Text passage START


    But I like to say one point: There are a lot of people out there who can’t take this kind of interaction, who hate it. Who consider “real life” to be the only thing which counts.

    That is fine! But for them, not for me. I recently go through my nearly 700 xing contacts. Around 75% of them are people I have a more or less deep connection with. I would not call that friendship.

    But just because this is not my closest friend since childhood does not mean this connection is worth nothing.

    It is worth a lot.

  4. In my view, the main factor that allows Digital Dunbar numbers to soar is that it doesn’t matter how people in our online groups relate to each other, which is the pathological constraint in real life. Which also partly explains why these Digital Dunbar numbers vary so much from person to person.

    I’m curious to know, JP, how you measured your Digital Dunbar number. I think my current number is around 150, funnily enough, but its still going up!

    I’m not sure I agree with Nate – if we consider the people who are both in our online and offline groups, I think the online relationship nourishes the offline relationship. Perhaps the added depth to these relationships offsets those with less depth. I like to think so!

  5. Keep the comments coming; while I originally thought the phenomenon was to do with the different transaction costs, I think I failed to do justice to some of the points that Nicole and Phil bring up, the interplay between online and offline lives. Thanks for helping me think more about it. More to follow, probably write a post in a day or two.

  6. I tend to agree with Nate.

    However, it’s not just time constraints, it’s also a matter of cognitive limits; if you have 300+ “online friends” (or “buddies”), can you really relate to each and every one of them like you do with, say, your fellow students, colleagues, neighbors, and real-world friends? (Recalling a conversation by looking up a chat log doesn’t count… )
    I think what’s usually missing in the online world are actual shared experiences – be it a school trip, a business project, a party, or simply casual encounters on the garden fence. This usually helps establish a unique identity for the respective person in the mind. (Collaborating online – e.g. on an open-source project coordinated via mailing lists – can provide some of those aspects, but not the whole range.)

    Of course there’s also convergence (e.g. people meeting in real life eventually), so it’s not a black-and-white issue. Also, modern facilities like e-mail, IM, Facebook or Twitter definitely do make it easier to keep in touch. But they cannot overcome our inherent cognitive limits.

    Just my two cents…

  7. I think the travel cost parameter is possibly a red herring.

    Many of my online friendships have moved offline when they have been with people who live in this country. While this has also applied to international friendships in some cases, that does not mean that those that have not been consumated face to face are any less strong.

    Digital communication has enhanced and crucially speeded up the non face to face contact. Pre digital “pen-friends” were far more tenuous and less enduring than their digital equivalents.

  8. The Dunbar number is actually an absolute for someone at a moment in time. Our cognitive capacity can be augmented by the ability to discover or rediscover a tie, while letting another one implicitly disappear into the background, waiting to be rediscovered. We now have more ways of refreshing the cache, and making weak ties efficiently stronger when they should be.

  9. Did you see Stephen Fry’s latest Guardian column?

    “What an irony! For what is this much-trumpeted social networking but an escape back into that world of the closed online service of 15 or 20 years ago?”

    I’d pay (a small sum) to listen to a conversation between you and him about identity ownership and social software.

  10. JP, you mention ‘weak interactions’. I think this is similar to the light social contacts that the guys at xtract.fi drive at with their concept of the alpha user – the person in a social group who has most light social contacts – ie the most viral person. Might be worth you chatting with Jouko Ahveneinen there?

Text passage END
Excerpted records START

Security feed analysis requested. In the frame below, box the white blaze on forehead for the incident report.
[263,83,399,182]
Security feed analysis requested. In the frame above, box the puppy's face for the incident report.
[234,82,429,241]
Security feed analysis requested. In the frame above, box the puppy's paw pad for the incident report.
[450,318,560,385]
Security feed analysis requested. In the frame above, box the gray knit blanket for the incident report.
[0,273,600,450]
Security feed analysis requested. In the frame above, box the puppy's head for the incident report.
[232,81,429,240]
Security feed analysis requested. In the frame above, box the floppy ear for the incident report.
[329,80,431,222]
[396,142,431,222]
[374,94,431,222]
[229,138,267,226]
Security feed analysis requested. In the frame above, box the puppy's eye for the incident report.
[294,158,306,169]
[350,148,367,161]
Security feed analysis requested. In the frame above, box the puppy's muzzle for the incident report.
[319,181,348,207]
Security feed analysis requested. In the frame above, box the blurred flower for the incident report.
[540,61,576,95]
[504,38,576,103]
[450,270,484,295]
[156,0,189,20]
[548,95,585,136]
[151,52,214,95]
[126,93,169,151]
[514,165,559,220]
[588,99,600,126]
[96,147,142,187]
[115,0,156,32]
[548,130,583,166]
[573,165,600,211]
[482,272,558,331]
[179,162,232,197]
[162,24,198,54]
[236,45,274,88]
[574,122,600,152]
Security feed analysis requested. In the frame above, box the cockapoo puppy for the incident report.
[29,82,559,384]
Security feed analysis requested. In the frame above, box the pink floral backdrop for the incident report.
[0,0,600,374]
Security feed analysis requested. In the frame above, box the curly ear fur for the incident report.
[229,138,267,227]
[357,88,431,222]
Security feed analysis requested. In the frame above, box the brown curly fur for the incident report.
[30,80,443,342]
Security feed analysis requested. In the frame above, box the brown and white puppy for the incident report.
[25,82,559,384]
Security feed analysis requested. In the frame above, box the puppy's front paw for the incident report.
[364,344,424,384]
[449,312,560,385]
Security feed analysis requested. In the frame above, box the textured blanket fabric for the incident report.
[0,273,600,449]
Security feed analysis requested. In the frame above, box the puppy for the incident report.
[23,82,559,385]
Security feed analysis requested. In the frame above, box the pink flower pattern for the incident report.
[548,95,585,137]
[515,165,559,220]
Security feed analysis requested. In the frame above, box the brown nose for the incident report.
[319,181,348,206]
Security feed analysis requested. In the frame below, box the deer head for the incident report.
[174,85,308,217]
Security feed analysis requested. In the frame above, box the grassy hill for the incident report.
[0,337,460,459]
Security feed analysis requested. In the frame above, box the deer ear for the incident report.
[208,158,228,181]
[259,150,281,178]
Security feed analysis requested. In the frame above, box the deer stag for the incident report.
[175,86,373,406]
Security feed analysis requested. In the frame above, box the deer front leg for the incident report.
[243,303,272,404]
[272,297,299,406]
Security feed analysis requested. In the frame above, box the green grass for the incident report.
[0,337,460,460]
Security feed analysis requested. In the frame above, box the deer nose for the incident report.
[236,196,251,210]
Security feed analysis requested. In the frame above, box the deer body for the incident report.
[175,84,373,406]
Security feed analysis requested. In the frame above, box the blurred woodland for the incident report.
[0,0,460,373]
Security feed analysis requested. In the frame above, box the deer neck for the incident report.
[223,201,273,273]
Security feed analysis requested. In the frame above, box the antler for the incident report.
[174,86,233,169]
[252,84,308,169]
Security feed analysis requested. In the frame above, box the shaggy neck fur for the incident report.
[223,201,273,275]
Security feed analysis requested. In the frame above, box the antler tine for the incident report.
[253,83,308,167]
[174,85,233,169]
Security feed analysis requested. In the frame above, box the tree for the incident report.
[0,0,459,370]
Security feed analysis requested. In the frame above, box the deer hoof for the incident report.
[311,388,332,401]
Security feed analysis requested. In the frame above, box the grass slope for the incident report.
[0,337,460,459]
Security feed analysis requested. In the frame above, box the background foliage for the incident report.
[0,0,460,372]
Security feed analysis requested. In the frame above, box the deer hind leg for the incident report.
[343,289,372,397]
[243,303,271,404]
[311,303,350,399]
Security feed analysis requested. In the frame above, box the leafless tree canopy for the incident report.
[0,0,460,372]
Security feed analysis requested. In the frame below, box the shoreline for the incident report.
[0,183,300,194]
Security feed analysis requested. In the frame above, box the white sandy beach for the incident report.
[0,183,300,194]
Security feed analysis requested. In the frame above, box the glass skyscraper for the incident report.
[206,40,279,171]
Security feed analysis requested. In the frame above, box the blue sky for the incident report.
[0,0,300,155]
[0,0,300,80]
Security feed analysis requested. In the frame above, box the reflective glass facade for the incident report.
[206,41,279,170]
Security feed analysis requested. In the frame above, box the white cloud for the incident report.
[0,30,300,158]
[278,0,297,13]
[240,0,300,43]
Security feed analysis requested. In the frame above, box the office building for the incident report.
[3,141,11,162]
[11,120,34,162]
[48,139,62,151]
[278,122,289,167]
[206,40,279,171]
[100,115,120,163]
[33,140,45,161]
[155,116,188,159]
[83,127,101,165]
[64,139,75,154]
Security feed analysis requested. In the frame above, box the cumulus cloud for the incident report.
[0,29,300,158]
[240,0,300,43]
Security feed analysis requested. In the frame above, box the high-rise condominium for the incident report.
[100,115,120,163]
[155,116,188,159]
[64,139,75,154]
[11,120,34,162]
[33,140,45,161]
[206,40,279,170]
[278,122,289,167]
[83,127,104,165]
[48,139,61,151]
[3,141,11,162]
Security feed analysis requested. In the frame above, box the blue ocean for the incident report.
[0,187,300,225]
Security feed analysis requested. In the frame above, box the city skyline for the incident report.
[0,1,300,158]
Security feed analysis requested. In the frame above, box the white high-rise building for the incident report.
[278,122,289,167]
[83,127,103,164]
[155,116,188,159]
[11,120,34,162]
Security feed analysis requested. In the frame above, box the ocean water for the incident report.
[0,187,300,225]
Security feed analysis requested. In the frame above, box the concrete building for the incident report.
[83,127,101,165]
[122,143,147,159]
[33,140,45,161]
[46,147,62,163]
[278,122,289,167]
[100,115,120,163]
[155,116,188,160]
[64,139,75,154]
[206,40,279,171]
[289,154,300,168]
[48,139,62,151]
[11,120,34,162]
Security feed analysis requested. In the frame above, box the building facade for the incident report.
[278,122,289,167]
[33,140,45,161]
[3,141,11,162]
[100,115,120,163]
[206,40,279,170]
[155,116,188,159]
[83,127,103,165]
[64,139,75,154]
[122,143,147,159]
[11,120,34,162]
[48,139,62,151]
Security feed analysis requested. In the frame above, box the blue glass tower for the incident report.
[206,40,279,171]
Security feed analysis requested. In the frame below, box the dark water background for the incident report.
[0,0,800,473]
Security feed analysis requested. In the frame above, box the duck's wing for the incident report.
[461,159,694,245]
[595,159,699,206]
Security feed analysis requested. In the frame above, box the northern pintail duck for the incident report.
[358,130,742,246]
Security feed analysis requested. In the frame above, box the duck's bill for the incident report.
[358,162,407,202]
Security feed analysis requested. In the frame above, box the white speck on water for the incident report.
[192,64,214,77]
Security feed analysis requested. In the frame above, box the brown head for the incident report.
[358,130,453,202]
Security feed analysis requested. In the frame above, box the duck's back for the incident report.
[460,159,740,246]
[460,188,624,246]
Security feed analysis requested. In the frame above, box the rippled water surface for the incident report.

Excerpted records END

▶ _Required action 1_
Rewrite the comments on Digital Dunbar numbers from "Many of my online" to "any less strong.", putting "into real life" in place of "offline".
▶ _Required action 2_
Answer these questions about the comments on Digital Dunbar numbers.
(a) How many xing contacts does one commenter say they recently went through?
(b) Whose Guardian column does comment 9 mention?
(c) What does comment 7 say the travel cost parameter possibly is?
▶ _Required action 3_
State whether each statement agrees with the comments on Digital Dunbar numbers, and quote the words that decide it.
(a) The commenter with the xing contacts calls most of those connections friendship.
(b) Comment 8 says the Dunbar number is an absolute for someone at a moment in time.
(c) Comment 7 says pre-digital pen-friends were more enduring than their digital equivalents.

▶ _Response box 1_
Many of my online friendships have moved into real life when they have been with people who live in this country. While this has also applied to international friendships in some cases, that does not mean that those that have not been consumated face to face are any less strong.

▶ _Response box 2_
(a) Nearly 700.
(b) Stephen Fry's.
(c) A red herring.

▶ _Response box 3_
(a) No: "I would not call that friendship."
(b) Yes: "The Dunbar number is actually an absolute for someone at a moment in time."
(c) No: "Pre digital “pen-friends” were far more tenuous and less enduring than their digital equivalents."